Directions
Retype everything in the news item on SARS-CoV-2 protein research from "Left: Photo of" down to "agent of COVID-19.".

Prioritised support from ESS and MAX IV produces SARS-CoV-2 research results

15 MAY 2020

Left: Photo of crystallization drop showing many hexagonal-shaped crystals of SARS CoV-2 Nsp10. Right: Single crystal of Nsp10 frozen on a 0.08mm loop (BioMAX beamline, MAX IV). Courtesy of MAX IV and ESS.

An international collaboration between the UK’s UCL School of Pharmacy, Lund Protein Production Platform at Lund University, and the European Spallation Source has initiated bio-physical and structural studies of three non-structural proteins from the novel coronavirus, SARS CoV-2, the causative agent of COVID-19.

The Deuteration & Macromolecular Crystallisation (DEMAX) platform at ESS has been offering prioritised access to laboratory services for scientists and researchers working on COVID-19-related research projects. Under this call, a research project on viral proteins was accepted and the research team recently managed to solve, and have now started to analyse, one of these proteins, Nsp10, with the help of the BioMAX beamline at MAX IV Laboratory.

Data
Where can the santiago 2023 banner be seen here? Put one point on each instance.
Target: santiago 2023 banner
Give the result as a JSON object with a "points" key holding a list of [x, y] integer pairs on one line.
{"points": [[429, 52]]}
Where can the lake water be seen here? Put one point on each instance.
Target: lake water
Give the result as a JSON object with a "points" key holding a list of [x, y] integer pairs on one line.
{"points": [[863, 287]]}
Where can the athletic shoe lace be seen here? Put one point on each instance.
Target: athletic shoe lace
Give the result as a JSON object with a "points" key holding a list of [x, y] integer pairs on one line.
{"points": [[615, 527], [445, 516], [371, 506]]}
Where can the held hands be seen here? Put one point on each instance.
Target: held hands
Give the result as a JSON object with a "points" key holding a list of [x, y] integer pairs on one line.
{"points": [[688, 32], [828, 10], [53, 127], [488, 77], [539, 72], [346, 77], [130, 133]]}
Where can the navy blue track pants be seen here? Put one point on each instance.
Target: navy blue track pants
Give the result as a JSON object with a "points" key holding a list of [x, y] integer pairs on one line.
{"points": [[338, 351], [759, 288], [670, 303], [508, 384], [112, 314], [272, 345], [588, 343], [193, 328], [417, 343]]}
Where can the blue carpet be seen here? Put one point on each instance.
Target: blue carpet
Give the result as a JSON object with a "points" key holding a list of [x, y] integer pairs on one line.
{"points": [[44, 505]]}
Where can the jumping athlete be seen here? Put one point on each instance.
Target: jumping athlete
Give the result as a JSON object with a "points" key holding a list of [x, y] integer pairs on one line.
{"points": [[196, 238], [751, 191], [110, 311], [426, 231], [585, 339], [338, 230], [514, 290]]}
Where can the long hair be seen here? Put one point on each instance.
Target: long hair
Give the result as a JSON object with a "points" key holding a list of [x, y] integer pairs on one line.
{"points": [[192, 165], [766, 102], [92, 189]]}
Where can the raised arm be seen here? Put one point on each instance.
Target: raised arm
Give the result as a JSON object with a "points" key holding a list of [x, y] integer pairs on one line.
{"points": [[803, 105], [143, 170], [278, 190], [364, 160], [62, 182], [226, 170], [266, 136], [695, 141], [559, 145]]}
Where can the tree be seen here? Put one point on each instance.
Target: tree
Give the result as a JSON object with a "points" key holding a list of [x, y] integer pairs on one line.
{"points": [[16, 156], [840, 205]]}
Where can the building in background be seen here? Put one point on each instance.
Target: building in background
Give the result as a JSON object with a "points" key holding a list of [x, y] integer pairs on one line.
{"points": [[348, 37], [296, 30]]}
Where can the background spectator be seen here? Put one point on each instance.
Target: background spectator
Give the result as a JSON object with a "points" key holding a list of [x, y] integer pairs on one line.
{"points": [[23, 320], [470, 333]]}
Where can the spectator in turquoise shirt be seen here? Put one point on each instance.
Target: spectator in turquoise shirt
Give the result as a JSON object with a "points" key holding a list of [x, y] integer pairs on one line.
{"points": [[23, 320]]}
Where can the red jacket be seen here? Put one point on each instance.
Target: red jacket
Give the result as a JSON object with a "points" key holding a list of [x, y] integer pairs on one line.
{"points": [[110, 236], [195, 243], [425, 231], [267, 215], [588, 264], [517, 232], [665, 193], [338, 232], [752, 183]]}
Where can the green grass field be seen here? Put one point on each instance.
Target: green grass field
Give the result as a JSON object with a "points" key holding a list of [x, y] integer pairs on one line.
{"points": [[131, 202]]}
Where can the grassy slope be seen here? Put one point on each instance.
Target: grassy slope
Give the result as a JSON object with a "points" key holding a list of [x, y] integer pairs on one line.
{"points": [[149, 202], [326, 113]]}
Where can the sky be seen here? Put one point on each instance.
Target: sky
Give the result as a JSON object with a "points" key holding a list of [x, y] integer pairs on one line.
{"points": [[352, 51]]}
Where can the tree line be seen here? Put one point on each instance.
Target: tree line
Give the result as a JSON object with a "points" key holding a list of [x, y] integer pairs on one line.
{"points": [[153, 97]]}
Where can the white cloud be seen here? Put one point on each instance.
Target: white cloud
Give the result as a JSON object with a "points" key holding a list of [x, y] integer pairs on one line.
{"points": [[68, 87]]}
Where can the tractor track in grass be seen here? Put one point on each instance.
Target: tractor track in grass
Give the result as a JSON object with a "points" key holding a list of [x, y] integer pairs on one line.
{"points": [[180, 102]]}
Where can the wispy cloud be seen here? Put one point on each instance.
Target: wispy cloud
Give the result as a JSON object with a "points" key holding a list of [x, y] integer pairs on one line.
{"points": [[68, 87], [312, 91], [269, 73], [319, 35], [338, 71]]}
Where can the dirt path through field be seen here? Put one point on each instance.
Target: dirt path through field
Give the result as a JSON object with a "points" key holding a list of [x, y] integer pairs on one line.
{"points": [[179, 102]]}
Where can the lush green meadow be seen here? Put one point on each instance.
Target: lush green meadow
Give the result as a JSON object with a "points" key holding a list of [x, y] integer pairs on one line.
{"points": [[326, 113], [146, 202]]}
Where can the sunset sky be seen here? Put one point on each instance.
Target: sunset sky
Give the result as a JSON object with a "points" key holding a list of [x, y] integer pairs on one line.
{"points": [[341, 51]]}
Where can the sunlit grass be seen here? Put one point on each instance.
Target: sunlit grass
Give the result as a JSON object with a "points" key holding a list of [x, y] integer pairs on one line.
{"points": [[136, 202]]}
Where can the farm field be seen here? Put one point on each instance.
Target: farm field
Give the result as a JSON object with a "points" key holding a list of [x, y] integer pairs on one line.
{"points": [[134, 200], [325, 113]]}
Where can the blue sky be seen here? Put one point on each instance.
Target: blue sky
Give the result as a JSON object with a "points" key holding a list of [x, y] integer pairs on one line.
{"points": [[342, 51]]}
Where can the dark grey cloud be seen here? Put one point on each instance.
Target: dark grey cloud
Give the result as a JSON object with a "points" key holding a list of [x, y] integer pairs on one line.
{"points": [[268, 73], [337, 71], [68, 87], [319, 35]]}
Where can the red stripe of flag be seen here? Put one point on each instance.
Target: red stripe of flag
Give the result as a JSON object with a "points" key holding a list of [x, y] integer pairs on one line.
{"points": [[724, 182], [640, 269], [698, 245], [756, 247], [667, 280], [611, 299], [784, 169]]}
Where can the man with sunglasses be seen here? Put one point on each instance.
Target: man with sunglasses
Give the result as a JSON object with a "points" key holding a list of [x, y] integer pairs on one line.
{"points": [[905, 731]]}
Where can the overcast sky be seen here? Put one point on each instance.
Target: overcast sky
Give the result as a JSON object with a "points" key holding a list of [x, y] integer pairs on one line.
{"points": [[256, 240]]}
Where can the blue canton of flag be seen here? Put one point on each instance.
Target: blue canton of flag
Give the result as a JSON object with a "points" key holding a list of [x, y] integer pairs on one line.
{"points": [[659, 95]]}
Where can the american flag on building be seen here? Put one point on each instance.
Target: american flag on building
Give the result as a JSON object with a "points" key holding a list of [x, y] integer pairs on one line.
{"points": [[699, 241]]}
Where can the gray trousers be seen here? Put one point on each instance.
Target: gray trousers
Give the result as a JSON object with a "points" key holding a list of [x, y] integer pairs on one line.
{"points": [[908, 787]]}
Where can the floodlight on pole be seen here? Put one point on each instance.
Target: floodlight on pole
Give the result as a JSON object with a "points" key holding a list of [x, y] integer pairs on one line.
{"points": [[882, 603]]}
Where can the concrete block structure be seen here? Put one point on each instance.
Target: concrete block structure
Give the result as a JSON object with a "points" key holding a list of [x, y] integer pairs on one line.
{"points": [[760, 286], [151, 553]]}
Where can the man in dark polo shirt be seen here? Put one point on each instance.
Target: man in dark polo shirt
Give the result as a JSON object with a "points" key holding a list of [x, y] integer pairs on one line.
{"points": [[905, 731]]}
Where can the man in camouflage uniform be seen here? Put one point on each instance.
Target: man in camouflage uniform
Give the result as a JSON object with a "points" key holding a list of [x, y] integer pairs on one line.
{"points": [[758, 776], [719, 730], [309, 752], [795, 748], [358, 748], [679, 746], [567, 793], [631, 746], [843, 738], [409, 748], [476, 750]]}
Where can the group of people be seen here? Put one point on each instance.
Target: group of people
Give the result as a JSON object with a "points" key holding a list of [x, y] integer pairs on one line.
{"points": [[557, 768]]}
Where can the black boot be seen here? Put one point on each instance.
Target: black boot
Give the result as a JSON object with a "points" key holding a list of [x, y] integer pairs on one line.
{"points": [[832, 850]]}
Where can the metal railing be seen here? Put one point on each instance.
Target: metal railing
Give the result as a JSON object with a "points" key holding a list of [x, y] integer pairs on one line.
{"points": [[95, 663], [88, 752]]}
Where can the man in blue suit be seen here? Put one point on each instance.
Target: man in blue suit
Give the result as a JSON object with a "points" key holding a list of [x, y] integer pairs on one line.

Answer to the problem
Left: Photo of crystallization drop showing many hexagonal-shaped crystals of SARS CoV-2 Nsp10. Right: Single crystal of Nsp10 frozen on a 0.08mm loop (BioMAX beamline, MAX IV). Courtesy of MAX IV and ESS.

An international collaboration between the UK’s UCL School of Pharmacy, Lund Protein Production Platform at Lund University, and the European Spallation Source has initiated bio-physical and structural studies of three non-structural proteins from the novel coronavirus, SARS CoV-2, the causative agent of COVID-19.